> Dataset content
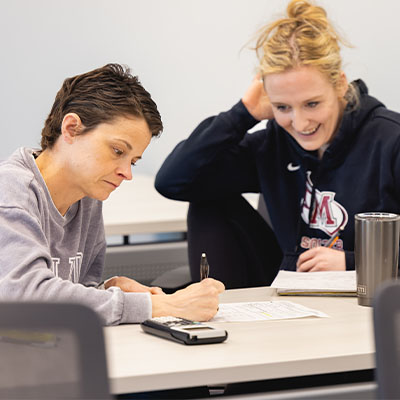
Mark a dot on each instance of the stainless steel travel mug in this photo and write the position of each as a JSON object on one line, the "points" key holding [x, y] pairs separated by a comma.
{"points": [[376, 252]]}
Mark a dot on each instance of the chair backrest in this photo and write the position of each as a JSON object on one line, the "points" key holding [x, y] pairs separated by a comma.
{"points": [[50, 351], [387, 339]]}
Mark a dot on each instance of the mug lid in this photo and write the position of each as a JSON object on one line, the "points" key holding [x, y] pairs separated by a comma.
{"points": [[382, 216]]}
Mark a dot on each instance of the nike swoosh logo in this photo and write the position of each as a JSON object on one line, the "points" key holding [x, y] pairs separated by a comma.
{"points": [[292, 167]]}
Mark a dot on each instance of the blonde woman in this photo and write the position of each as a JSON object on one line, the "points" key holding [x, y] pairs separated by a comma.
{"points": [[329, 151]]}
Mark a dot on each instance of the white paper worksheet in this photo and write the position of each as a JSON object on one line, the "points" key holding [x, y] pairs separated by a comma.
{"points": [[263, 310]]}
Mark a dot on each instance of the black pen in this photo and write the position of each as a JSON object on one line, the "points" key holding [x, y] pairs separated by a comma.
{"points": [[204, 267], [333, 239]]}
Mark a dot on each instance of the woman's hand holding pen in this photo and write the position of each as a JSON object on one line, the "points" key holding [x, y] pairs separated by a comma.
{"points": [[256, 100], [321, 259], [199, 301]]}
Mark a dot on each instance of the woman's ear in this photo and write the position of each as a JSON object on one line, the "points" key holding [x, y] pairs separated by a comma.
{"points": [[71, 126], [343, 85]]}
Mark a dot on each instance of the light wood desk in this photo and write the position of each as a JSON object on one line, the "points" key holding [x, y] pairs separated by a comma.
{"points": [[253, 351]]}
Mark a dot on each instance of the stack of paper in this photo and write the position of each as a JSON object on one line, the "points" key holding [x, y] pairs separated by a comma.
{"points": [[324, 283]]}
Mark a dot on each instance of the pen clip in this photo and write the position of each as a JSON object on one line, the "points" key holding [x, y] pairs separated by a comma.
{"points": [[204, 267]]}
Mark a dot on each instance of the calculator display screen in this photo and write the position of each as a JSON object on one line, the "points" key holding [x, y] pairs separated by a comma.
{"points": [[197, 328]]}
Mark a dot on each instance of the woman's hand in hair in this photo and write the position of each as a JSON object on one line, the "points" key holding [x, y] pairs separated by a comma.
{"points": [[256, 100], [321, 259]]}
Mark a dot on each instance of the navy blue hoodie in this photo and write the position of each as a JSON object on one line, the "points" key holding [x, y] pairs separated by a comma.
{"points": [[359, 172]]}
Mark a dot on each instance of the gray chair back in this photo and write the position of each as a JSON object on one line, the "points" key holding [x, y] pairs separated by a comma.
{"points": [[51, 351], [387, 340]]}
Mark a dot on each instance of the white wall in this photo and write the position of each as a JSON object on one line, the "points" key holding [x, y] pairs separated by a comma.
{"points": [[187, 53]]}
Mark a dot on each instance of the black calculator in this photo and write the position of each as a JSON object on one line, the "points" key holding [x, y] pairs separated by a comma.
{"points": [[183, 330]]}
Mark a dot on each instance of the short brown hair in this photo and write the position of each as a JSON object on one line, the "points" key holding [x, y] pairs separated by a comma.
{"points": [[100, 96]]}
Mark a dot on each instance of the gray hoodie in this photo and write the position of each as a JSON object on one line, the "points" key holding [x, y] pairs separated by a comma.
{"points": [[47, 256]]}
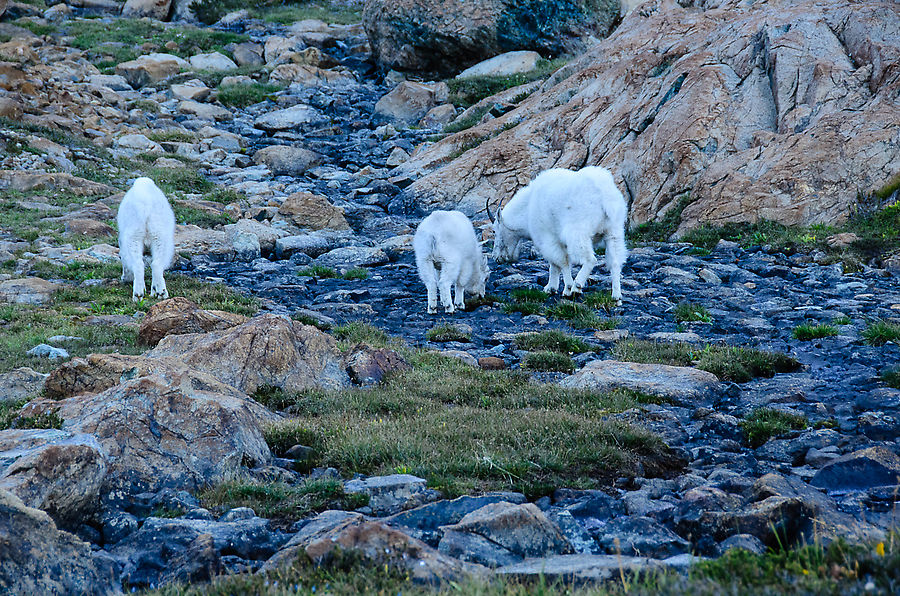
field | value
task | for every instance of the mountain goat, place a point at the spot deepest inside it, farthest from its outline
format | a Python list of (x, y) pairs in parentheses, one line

> Problem description
Copy out every one of the records above word for word, leaving out the pictures.

> Output of the exercise
Mark a dot on each instance of the stainless steel travel mug in this photo and write the position of each as a JSON object on one line, the "points" key holding [x, y] pairs separated by a comma.
{"points": [[376, 252]]}
Mark a dot on each instance of the chair backrest in this photo and write the position of each as a JSON object on one line, the "points" key holding [x, y] pairs separated by a comma.
{"points": [[50, 351], [387, 339]]}
Mark a dot on each instance of the mug lid in this photo and write the position of each as a JSON object on one line, the "points" key holding [x, y] pairs separated by a comma.
{"points": [[382, 216]]}
Mark a dot on each instance of the nike swoosh logo in this photo and write the position of each as a JSON object on one line, the "points" key holding [x, y] pairs separated by a comma.
{"points": [[292, 167]]}
Mark a dot on each instance of the blonde woman in this photo and write the position of each as a JSON object on one line, the "points" key holding [x, y] pairs separated by a comma.
{"points": [[329, 151]]}
Mark a dot on each instance of the white paper worksheet in this photo and write the position of each as a JSON object on one line, the "points" key holding [x, y] pairs separated by a comma.
{"points": [[263, 310]]}
Mark a dot on each instance of the black pen in this photo and write the position of each as a JSON object on one line, the "points" key holding [x, y] pairs separated by a comma.
{"points": [[204, 267], [333, 239]]}
Mark a dot on each instance of the woman's hand holding pen in this photo and write the position of each as a JSON object on one line, the "points" key holding [x, y] pairs separated by a comma.
{"points": [[256, 100], [321, 259], [199, 301]]}
Mark a dot on each instance of the woman's ear in this photo and write the position of each as a JSON object on one line, the "points" key holding [x, y] pairs separated by a comma.
{"points": [[71, 126], [343, 85]]}
Mark a dot on each instance of the light wood desk in this photo and write the position of each as a JSON object on one line, the "points" key holding [x, y] pairs separated by a comma.
{"points": [[253, 351]]}
Mark a dot on each instance of the stack of paper in this photo and write the position of each as a JSON object on one line, the "points" key holding [x, y] pairs separated by a comma.
{"points": [[324, 283]]}
Mark a dot on each instance of the pen clip in this photo and write the position of each as a JSON object on one line, the "points" key holding [x, y] pairs separated by a comma.
{"points": [[204, 267]]}
Mark a dot on each instance of the calculator display screen in this photo and write the position of each as a JSON object on one line, the "points" key holding [x, y] pairs separated by a comma.
{"points": [[197, 328]]}
Mark a dot on each instance of the woman's hand in hair in this photo and write the position of each as a JSON object on one line, the "points" key holding [x, y] pairs separated by a comma.
{"points": [[256, 100], [321, 259]]}
Mark a dot on each instance of the navy blue hoodie in this photo and write the position of each as a JSON object on one line, the "points" key holding [x, y] pairs separated by a comma.
{"points": [[359, 172]]}
Mark a dot on each instance of the gray chair back in this photo and write the position of each as a JSON object on one line, the "points" key holding [x, y] pairs separated by a comma.
{"points": [[51, 351], [387, 340]]}
Mark a dot on each instance of the white wall in this photo and write the position of each as a JSON object on one line, the "points" key holding [x, y] pairs separated by a comma.
{"points": [[187, 53]]}
Mark a dot on each instance of the black calculator in this photo and write the position of each as a JSON object on one line, the "points" key holding [x, y] pairs separated by a comma.
{"points": [[183, 330]]}
Mark a dot on each instance of the short brown hair in this photo and write the position of each as a JSON object on one line, the "points" key holding [x, y] pairs separated by a comma.
{"points": [[100, 96]]}
Mark a dot on each instance of the gray hoodie in this photo and write the position of each as a JSON object on one line, the "points" key holding [x, y] pairs separated by a comma.
{"points": [[47, 256]]}
field | value
task | for every instance of the mountain goat, place a point at the spot deepest inside it, farthest from its outline
format | a Python list of (x, y) pairs in parentheses, one line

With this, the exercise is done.